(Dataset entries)
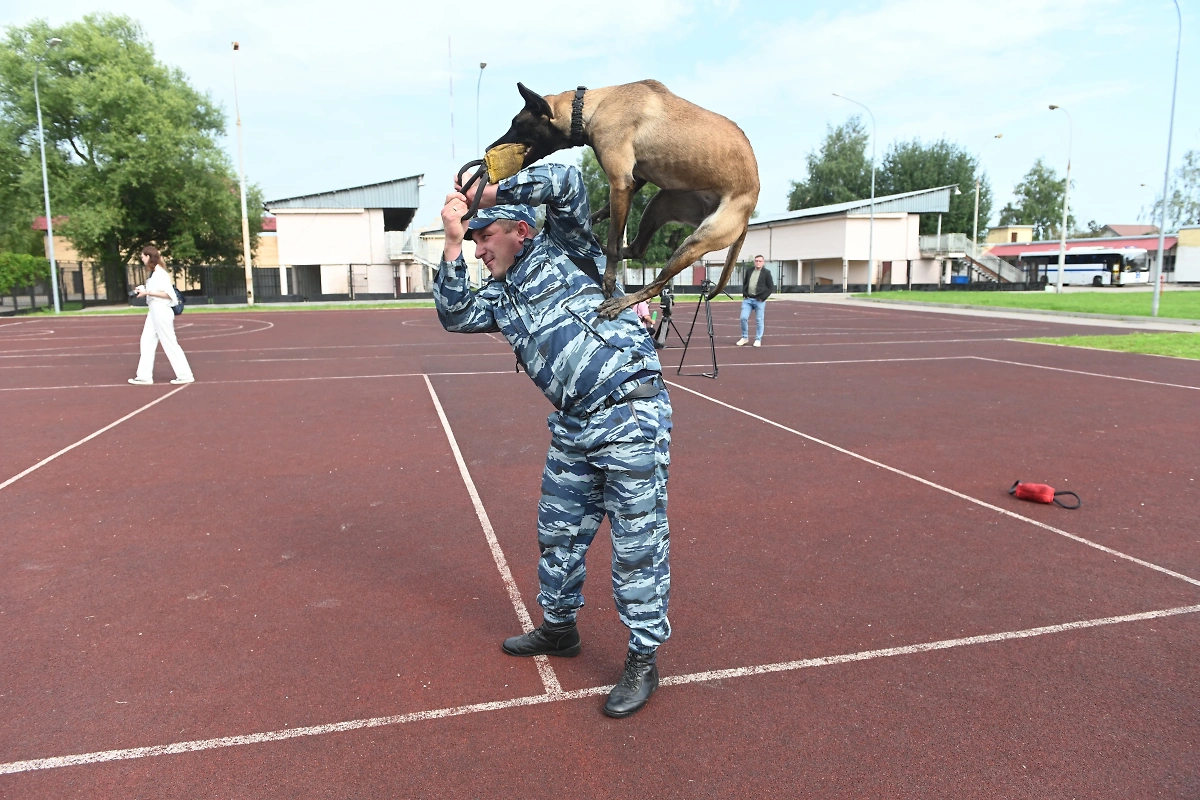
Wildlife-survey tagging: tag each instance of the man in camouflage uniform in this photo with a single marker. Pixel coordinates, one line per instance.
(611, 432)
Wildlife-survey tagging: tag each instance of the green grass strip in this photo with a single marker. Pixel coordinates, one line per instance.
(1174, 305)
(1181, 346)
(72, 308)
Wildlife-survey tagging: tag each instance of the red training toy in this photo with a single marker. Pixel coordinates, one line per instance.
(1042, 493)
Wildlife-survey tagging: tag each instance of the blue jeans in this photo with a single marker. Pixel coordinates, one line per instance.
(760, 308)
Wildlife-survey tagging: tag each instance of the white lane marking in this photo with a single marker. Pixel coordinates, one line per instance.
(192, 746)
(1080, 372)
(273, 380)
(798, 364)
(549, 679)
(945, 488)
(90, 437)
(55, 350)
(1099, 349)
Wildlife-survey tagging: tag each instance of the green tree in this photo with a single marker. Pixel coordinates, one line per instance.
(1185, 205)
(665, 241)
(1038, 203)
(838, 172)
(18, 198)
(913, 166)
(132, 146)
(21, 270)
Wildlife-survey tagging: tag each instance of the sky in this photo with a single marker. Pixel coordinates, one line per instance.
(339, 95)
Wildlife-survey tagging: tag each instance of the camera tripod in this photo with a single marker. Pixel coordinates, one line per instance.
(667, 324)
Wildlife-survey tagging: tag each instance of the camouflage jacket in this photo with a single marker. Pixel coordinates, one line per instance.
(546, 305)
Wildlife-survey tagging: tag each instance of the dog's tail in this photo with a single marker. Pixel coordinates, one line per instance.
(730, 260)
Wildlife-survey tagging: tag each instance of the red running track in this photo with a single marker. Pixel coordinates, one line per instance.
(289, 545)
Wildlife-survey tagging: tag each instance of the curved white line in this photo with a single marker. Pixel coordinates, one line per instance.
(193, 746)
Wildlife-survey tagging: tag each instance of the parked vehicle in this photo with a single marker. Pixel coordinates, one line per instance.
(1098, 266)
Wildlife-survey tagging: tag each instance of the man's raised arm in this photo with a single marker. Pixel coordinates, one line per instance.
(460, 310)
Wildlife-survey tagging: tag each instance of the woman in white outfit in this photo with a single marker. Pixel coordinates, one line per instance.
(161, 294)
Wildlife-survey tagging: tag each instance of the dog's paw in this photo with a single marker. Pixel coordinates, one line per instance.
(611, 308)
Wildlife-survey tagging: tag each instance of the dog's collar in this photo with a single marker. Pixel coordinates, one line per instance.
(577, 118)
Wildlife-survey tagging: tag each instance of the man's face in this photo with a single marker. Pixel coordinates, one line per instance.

TASK INSTRUCTIONS -> Restate every line above exactly, omitting images.

RESPONSE TO THIS EXERCISE ->
Wildlife-survey tagging: tag each instance of the man in camouflage uniform in this photo with a single marker. Pixel coordinates, one line per instance.
(611, 432)
Wildlife-survey tagging: tag each instance of the green grass strip in this photo with a single marker. Pixel coordinates, one line per instance.
(1174, 305)
(1181, 346)
(72, 308)
Wildlife-survey tagging: tag each instance of the red training toy in this photo with a single marker. Pixel coordinates, one line per instance.
(1042, 493)
Wildlife-survey tagging: tag each instance of the blue jeans in this photo with a single marker. Pixel coordinates, one line per instance.
(760, 308)
Wildlife-survey tagging: tag each instance of the white lane marking in this photo with a single marker. Pixel coordinates, one line per instance.
(192, 746)
(1080, 372)
(273, 380)
(798, 364)
(549, 679)
(945, 488)
(90, 437)
(55, 350)
(1099, 349)
Wildlife-survey tagging: tag each instance of the green tree in this photo with a single marker. Pixel coordinates, one line per instance.
(1185, 205)
(665, 241)
(1038, 203)
(838, 172)
(18, 198)
(913, 166)
(132, 146)
(21, 270)
Wildlife-survey tagging: tag each instance of the sky in this photo with a single marker. Pixel coordinates, one line per instance.
(339, 95)
Wildlife-survey tagging: tag each instance of the camera tripod in this photo with a single marker. Pixel coordinates, one line per instance.
(667, 324)
Wildlife-survey tagging: tag each instance of the camouflage jacket in this photo with a single marker. Pixel coordinates, one line per instance.
(546, 305)
Wildlife-survey tagging: tag each instance of the dog's tail in this photo with a single marker. Pixel coordinates, one line per instance.
(730, 260)
Wildlife-survey tagging: tag each instance of the red running track in this photo with a single marker. Pixel coordinates, one line per instance.
(289, 545)
Wildlife-survey tagging: tag each instance of the curved white line in this photo with a single marker. Pixel coordinates, one line per instance.
(193, 746)
Wildlife-survey tagging: tag each instance of the parked vehicle in this photo with a single marker. Pixel coordinates, one line per instance.
(1098, 266)
Wildlife-survey tagging: tag each instance of the man's raised arm in this photo with a single marker. Pixel coordinates, one line per instance.
(460, 310)
Wildlife-survey tagging: tag each instance of the woman in white outfit in this photo with a single marker. Pixel coordinates, one line per instance.
(161, 294)
Wildlife-survey tagging: tag each instance of the dog's paw in this photo with a single marker. Pixel coordinates, one line per instance.
(611, 308)
Wildlife-survey tagging: tag each instance of the dog's collar in this photo with a single marker. Pixel coordinates, one line per instance.
(577, 118)
Wildlife-survey tagging: tag each instance of the man's face in this photo with a single marker. Pixel coordinates, one line per instance.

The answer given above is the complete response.